◆ Required work ◆
Search the listing for the string "sideboard" and copy every line that contains it.

· · ·

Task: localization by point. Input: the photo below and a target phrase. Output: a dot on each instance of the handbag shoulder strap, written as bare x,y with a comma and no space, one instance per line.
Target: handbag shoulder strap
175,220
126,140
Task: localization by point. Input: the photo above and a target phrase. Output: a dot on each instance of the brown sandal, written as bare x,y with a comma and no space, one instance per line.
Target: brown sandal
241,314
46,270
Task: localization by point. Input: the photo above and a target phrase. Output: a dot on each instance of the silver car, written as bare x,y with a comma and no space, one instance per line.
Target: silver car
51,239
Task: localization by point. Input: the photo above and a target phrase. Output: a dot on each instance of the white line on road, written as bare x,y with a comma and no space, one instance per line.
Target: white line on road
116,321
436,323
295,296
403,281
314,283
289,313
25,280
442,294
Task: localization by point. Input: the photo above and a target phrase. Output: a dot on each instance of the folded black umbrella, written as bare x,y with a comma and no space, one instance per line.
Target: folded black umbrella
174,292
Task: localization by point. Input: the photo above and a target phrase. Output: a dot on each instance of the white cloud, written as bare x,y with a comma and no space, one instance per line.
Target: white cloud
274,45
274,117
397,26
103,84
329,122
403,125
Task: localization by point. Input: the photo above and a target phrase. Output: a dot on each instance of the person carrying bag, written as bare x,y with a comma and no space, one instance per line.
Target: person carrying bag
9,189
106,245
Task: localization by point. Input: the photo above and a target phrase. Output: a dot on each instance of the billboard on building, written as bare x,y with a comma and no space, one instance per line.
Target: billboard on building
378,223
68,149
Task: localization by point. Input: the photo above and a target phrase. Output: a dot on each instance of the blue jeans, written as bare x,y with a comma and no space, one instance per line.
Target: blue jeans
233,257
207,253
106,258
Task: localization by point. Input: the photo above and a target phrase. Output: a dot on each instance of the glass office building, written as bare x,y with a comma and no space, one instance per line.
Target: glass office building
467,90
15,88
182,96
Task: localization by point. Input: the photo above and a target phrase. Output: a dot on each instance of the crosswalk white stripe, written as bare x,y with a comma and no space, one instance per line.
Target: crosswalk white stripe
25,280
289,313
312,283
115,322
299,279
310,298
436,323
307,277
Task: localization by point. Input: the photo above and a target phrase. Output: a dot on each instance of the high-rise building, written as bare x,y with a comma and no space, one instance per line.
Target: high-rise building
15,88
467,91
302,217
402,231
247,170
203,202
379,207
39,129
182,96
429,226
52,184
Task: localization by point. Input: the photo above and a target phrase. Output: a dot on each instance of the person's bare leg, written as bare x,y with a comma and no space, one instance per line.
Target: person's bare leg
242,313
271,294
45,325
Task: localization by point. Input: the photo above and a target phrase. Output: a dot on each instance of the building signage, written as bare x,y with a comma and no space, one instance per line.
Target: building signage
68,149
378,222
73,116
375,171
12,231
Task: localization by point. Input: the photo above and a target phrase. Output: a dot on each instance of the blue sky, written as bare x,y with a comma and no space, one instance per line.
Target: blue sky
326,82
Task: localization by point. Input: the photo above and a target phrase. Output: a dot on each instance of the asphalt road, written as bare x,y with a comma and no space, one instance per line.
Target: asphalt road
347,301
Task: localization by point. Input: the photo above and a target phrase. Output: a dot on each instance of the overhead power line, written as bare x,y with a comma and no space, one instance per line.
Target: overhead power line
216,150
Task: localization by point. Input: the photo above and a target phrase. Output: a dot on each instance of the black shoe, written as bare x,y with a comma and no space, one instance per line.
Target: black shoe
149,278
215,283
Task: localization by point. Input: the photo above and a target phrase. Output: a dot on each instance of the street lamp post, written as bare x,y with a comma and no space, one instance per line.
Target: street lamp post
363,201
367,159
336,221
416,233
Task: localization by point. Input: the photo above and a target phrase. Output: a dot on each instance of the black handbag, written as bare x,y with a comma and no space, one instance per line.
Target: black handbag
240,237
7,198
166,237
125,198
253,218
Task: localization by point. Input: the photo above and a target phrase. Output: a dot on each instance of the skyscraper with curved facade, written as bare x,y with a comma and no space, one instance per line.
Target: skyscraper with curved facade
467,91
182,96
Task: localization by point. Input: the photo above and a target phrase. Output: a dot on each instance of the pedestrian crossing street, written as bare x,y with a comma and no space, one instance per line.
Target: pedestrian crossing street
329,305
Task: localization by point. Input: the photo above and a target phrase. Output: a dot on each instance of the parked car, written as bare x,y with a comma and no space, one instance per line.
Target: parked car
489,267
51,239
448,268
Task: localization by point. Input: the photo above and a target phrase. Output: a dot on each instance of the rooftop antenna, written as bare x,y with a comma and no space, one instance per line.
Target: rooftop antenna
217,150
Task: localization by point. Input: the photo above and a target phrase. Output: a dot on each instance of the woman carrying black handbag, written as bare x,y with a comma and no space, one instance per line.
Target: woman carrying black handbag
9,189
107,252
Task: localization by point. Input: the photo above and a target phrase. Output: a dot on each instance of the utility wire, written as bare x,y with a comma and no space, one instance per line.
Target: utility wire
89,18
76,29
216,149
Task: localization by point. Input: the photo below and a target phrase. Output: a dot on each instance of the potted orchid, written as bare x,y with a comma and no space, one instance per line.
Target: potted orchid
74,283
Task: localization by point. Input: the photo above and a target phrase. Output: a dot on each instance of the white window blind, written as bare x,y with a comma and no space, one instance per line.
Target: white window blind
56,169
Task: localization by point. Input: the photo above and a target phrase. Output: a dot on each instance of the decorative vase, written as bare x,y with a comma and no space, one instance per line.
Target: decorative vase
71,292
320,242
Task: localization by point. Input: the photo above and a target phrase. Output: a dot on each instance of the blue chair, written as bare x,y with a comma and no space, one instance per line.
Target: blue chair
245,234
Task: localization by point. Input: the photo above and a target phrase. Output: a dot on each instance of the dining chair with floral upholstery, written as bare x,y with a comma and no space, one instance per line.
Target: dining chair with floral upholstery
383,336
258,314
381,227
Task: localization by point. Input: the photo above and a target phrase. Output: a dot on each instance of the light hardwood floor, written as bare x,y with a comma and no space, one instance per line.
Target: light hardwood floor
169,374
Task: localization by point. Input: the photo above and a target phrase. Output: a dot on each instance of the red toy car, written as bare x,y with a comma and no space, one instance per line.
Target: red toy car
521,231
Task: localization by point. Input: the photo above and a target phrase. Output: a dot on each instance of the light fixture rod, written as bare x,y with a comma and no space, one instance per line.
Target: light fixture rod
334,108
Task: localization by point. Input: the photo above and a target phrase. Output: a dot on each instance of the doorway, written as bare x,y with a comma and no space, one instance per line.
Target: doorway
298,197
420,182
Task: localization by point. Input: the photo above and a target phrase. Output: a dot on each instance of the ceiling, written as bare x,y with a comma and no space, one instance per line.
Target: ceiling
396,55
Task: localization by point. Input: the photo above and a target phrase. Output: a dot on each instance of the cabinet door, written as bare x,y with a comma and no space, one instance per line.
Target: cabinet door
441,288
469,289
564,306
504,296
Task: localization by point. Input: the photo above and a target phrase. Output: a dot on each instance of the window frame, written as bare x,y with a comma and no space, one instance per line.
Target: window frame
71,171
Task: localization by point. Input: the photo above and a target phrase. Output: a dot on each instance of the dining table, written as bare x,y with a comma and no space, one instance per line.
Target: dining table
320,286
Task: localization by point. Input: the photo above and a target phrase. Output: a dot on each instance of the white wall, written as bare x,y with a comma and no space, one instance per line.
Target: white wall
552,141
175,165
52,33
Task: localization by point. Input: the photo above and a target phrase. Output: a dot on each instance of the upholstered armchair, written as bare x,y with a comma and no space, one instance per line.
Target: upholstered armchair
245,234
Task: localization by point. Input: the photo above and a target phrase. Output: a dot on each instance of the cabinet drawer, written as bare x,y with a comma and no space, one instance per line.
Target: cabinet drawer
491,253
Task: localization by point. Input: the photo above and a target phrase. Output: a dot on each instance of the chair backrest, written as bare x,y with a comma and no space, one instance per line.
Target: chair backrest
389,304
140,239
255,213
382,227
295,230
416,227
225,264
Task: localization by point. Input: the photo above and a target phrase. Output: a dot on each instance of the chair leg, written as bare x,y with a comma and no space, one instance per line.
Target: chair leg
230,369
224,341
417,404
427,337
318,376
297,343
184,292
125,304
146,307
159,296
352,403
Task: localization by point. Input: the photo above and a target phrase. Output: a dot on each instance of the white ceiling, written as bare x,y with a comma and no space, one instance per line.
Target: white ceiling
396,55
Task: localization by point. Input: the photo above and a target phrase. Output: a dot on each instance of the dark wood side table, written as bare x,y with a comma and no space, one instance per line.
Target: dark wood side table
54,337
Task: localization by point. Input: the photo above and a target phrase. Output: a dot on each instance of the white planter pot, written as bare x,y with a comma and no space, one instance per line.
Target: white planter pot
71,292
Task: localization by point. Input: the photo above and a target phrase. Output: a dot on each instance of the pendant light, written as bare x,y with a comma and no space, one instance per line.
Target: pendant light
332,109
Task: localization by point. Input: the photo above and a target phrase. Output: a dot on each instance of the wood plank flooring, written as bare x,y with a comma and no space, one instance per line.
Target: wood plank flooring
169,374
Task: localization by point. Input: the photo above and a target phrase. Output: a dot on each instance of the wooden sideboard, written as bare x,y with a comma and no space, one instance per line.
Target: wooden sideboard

· · ·

◆ Result ◆
Task: localization by point. Input: the photo above and a target phrase. Output: a dot on each instance of the wooden sideboard, written as bare x,y with a comma and no space, one instance per line.
Target: wooden sideboard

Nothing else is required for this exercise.